__Challenge__.
Rewrite all of the records below as a Markdown table with two columns, Row and Line. Give each non-blank line its own numbered row, and leave the pictures out.

__Records to use__.
= = =
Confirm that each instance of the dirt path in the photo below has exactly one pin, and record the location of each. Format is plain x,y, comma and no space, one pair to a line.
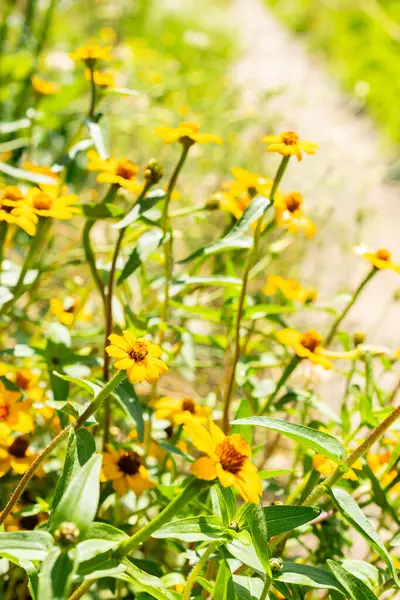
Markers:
345,180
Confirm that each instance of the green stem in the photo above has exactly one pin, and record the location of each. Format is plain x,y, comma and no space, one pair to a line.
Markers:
197,569
340,318
80,421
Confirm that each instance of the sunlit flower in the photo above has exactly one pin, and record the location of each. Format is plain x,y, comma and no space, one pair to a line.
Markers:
290,288
14,415
380,259
126,471
290,216
92,52
139,357
325,466
306,345
46,201
226,457
121,172
187,134
43,87
179,410
288,143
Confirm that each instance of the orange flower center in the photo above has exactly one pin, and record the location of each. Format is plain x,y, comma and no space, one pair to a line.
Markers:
229,455
290,138
130,462
139,352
= = =
__Task solution__.
| Row | Line |
|---|---|
| 1 | Confirm that each instance of the dirt path in the photo below has exactly one pin, and record the location of each. Format is plain x,y, comma and no space, one pair to a line. |
| 2 | Markers: |
| 3 | 345,180 |
| 4 | Confirm that each instance of the green stem in the photo above has exactly one pin, and record the location of each. Format is plain x,y, comma and no space, one pair to a line. |
| 5 | Markers: |
| 6 | 197,569 |
| 7 | 340,318 |
| 8 | 80,421 |
| 9 | Confirm that each instance of the sunlit flower in the photo above has exactly one pin, and record the location of each. Format is plain x,y, comma and no space, one pair to a line. |
| 10 | Markers: |
| 11 | 290,288 |
| 12 | 14,415 |
| 13 | 380,259 |
| 14 | 126,471 |
| 15 | 290,216 |
| 16 | 92,52 |
| 17 | 139,357 |
| 18 | 325,466 |
| 19 | 306,345 |
| 20 | 46,201 |
| 21 | 226,457 |
| 22 | 121,172 |
| 23 | 187,134 |
| 24 | 43,87 |
| 25 | 179,410 |
| 26 | 288,143 |
| 27 | Confirm that each instance of the orange flower center in the photo above has exactly one pin, and record the location of each. Format is plain x,y, comma and no space, one pair to a line. |
| 28 | Markers: |
| 29 | 229,455 |
| 30 | 290,138 |
| 31 | 130,462 |
| 32 | 139,352 |